Records supplied →
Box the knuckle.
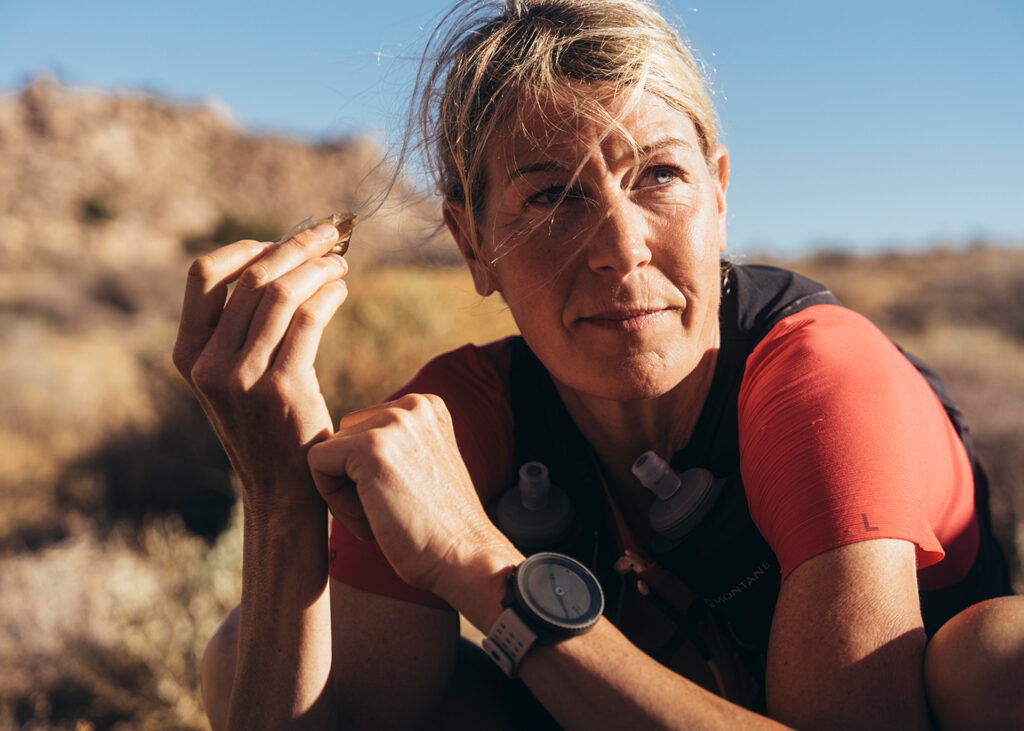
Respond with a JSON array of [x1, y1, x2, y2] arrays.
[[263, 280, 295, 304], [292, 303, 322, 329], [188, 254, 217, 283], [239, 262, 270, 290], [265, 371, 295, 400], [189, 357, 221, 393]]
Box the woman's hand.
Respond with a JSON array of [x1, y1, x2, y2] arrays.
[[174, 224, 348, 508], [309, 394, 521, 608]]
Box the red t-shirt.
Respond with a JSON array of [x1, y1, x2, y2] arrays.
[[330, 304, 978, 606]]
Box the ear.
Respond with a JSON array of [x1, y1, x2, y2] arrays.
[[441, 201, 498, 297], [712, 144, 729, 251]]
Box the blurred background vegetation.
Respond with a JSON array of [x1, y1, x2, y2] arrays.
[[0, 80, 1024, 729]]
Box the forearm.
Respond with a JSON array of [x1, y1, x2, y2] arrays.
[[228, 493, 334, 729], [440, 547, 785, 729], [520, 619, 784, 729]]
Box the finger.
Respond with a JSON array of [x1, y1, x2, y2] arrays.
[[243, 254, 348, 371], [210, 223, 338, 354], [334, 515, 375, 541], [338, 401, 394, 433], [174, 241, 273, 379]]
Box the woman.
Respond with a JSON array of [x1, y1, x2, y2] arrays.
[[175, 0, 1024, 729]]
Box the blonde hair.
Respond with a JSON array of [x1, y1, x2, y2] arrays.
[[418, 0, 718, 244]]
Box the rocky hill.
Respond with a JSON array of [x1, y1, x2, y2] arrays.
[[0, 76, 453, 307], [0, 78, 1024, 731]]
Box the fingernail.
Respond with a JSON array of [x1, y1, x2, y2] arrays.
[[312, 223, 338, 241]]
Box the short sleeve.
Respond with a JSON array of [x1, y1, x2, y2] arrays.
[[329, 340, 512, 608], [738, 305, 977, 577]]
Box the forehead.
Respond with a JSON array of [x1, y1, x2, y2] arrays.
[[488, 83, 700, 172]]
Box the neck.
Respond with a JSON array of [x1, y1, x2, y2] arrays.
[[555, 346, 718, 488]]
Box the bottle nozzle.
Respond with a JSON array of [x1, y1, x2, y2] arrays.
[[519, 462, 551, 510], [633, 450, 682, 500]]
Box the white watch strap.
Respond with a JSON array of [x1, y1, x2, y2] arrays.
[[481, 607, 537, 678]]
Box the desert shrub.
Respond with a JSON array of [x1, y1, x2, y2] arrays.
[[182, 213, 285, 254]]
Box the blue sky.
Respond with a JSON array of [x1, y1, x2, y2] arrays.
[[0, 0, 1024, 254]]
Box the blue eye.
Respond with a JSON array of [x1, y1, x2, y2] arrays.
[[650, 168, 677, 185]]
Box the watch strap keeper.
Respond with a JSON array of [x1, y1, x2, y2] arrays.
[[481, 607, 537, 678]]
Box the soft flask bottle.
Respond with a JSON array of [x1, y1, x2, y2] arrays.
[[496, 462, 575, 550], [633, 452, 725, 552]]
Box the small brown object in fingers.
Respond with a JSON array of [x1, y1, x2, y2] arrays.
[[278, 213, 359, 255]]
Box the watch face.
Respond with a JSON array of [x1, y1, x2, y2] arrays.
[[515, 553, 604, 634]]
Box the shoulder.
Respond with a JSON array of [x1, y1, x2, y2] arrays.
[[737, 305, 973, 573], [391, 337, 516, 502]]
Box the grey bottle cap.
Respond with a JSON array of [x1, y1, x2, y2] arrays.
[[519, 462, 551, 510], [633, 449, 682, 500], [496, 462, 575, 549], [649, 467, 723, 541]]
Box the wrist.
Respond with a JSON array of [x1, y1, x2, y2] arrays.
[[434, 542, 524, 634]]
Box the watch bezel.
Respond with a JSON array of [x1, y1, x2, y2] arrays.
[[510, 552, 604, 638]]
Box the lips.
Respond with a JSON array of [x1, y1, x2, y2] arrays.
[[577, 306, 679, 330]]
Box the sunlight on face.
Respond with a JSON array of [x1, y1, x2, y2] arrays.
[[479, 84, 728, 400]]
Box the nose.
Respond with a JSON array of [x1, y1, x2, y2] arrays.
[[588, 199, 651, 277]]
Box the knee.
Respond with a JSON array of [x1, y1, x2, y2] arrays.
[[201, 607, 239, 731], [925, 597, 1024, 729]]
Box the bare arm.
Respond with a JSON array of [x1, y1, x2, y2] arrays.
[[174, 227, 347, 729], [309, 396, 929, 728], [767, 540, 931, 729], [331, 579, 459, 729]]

* * *

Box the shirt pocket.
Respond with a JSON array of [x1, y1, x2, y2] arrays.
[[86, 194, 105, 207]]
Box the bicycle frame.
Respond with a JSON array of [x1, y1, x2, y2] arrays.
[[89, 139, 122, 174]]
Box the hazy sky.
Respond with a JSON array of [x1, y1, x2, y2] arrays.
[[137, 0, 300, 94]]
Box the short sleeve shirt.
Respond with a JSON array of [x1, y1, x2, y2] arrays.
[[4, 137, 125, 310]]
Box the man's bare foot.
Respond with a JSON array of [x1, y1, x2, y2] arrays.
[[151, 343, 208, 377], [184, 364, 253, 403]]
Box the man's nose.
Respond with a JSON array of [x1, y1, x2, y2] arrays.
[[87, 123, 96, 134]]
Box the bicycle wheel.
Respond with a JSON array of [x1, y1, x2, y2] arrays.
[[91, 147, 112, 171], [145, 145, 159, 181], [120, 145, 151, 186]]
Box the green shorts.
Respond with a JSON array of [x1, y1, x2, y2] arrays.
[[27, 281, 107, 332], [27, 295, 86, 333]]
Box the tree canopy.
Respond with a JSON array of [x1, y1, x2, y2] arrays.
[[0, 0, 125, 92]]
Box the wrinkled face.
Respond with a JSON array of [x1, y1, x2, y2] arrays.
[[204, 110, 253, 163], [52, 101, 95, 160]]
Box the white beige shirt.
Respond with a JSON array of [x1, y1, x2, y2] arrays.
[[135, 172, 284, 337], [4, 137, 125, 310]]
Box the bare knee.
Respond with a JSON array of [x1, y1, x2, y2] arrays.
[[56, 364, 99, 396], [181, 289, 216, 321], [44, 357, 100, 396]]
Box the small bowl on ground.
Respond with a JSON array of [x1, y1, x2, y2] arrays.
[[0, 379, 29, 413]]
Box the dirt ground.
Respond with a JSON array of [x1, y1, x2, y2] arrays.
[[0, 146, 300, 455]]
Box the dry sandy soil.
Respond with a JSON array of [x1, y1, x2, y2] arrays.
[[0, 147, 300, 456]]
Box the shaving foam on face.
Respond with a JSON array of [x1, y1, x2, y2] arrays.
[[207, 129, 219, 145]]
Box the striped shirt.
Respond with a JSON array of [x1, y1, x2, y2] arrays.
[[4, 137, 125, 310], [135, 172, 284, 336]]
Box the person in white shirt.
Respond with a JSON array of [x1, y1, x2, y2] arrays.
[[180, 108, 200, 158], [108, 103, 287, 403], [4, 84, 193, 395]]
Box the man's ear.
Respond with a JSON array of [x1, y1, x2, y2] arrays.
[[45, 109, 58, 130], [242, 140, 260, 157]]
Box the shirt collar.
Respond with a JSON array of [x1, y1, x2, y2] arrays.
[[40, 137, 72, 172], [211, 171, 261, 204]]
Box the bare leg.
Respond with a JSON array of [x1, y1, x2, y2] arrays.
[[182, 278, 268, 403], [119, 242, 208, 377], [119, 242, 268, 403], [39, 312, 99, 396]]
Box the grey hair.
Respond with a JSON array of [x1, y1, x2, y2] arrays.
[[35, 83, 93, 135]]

...

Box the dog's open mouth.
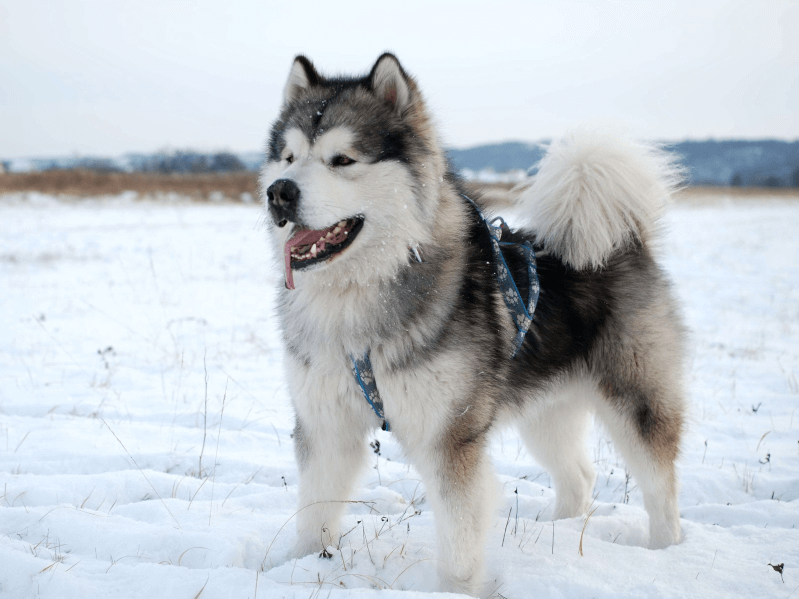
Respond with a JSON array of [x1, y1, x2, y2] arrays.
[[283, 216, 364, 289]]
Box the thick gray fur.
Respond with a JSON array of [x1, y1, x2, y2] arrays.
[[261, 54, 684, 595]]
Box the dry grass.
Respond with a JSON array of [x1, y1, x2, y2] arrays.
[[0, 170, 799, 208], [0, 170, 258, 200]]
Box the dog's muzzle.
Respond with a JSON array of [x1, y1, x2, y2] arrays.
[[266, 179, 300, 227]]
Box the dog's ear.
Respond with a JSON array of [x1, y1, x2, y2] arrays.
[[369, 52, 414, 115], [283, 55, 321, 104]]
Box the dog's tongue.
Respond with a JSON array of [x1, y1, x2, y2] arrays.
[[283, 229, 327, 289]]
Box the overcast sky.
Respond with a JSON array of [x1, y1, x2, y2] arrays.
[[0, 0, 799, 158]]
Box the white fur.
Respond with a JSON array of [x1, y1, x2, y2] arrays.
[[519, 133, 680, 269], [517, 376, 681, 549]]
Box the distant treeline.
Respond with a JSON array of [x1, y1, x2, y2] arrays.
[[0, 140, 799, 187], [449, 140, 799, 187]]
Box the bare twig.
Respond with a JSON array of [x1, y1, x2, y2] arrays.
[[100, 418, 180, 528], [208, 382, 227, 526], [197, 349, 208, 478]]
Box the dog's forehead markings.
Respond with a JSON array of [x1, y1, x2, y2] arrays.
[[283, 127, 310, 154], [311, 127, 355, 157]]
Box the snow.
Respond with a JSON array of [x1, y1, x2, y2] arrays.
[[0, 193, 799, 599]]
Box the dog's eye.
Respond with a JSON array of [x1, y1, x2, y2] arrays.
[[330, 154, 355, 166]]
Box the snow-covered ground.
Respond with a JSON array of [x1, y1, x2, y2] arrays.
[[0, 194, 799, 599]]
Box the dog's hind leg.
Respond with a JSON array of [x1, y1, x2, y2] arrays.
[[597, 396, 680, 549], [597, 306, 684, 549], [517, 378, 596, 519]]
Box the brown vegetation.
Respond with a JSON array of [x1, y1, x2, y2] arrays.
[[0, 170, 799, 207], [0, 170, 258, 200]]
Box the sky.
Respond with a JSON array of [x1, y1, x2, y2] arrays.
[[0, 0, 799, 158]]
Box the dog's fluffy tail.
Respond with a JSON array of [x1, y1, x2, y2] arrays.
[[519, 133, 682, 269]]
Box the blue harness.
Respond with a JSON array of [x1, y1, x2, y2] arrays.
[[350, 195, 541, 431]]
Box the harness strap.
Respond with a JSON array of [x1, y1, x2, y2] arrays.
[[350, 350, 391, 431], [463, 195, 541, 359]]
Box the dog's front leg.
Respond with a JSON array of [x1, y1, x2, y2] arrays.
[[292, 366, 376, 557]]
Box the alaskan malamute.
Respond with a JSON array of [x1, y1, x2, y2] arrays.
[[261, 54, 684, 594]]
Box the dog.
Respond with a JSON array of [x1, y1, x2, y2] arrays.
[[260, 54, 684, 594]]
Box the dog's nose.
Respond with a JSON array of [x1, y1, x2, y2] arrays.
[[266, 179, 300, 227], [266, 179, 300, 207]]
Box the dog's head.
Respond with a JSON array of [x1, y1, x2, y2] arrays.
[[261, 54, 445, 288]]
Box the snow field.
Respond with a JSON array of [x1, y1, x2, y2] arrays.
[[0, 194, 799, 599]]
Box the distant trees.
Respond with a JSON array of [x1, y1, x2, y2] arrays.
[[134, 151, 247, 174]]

Aim →
Copy out the material above without any changes, from the line containing "Box the finger." through the line containing "[[175, 0, 1024, 729]]", including both.

Full response →
Box the finger.
Respond with a JSON array of [x1, y1, x2, y2] arrays.
[[243, 254, 348, 371], [210, 223, 338, 354], [334, 515, 375, 541], [338, 401, 394, 433], [174, 241, 273, 379]]
Box the woman.
Respond with a JSON array of [x1, y1, x2, y2] arrays.
[[175, 0, 1024, 729]]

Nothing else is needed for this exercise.